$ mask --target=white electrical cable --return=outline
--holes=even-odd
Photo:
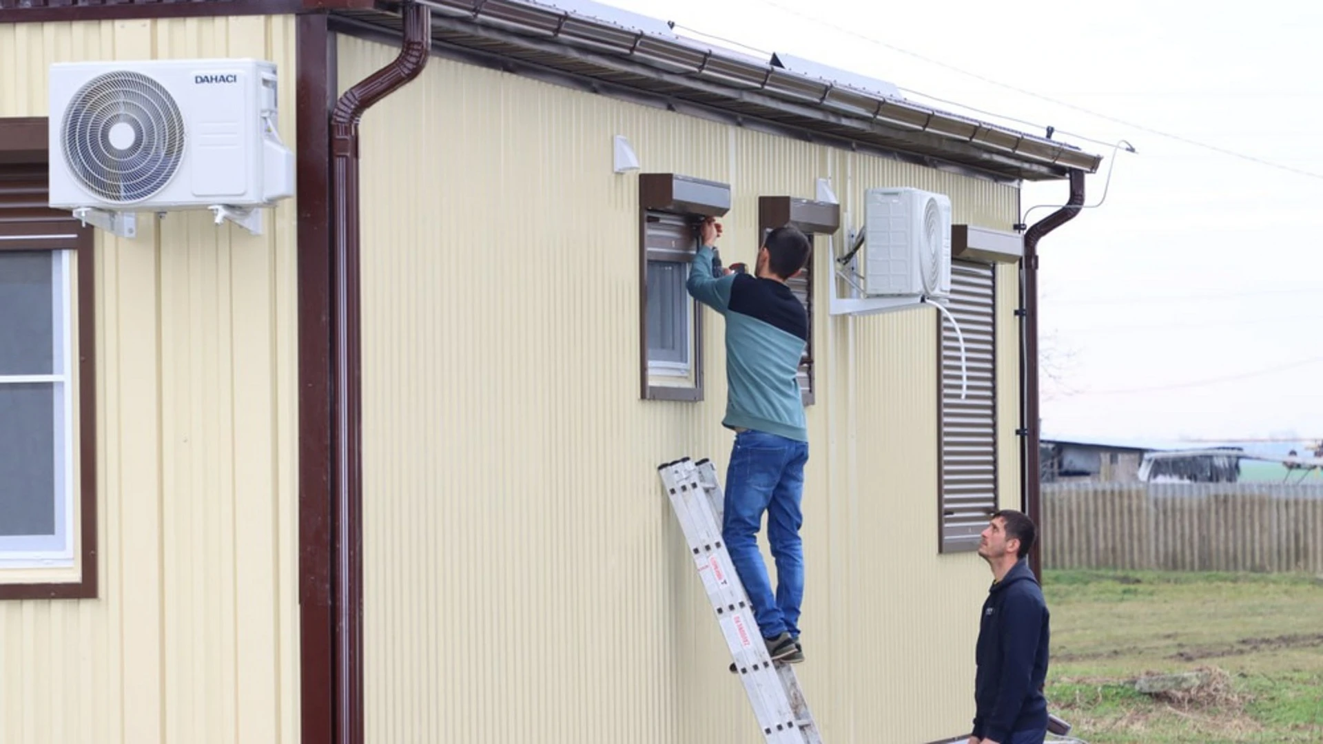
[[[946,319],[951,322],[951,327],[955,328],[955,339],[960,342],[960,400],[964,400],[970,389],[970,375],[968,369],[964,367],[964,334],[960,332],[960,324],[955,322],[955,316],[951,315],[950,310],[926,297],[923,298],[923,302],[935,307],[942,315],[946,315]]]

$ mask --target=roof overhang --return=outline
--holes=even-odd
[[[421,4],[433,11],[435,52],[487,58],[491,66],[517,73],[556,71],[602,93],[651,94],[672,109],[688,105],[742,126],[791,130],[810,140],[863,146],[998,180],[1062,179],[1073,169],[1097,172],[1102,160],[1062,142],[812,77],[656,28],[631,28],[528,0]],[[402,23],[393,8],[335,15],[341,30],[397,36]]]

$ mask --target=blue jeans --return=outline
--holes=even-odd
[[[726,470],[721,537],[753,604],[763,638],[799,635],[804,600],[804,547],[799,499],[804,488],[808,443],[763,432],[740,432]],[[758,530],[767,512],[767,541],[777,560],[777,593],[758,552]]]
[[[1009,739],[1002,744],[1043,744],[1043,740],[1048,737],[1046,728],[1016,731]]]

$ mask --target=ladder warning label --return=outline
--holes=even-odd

Directions for this task =>
Quote all of the records above verbatim, line for line, and leave the pictures out.

Written solution =>
$ mask --target=white electrical cable --return=outline
--holes=even-odd
Photo:
[[[946,319],[951,322],[951,327],[955,328],[955,339],[960,342],[960,400],[964,400],[970,389],[970,375],[968,369],[964,367],[964,334],[960,332],[960,324],[955,322],[955,316],[951,315],[950,310],[926,297],[923,298],[923,302],[935,307],[942,315],[946,315]]]

$ mask --target=roof overhang --return=outline
--holes=even-odd
[[[421,4],[433,11],[435,52],[487,58],[491,66],[517,73],[556,71],[602,93],[651,94],[672,109],[688,105],[742,126],[791,130],[810,140],[863,146],[998,180],[1062,179],[1073,169],[1097,172],[1102,160],[1062,142],[812,77],[656,28],[631,28],[528,0]],[[402,23],[393,8],[335,15],[341,30],[397,36]]]

$ mask --target=blue jeans --return=outline
--holes=even-odd
[[[726,470],[721,537],[753,604],[763,638],[799,635],[804,600],[804,547],[799,499],[804,488],[808,443],[763,432],[740,432]],[[758,530],[767,512],[767,541],[777,560],[777,593],[758,552]]]
[[[1009,739],[1002,744],[1043,744],[1043,740],[1048,737],[1046,728],[1016,731]]]

$ mask --target=ladder warning label --return=outline
--holes=even-odd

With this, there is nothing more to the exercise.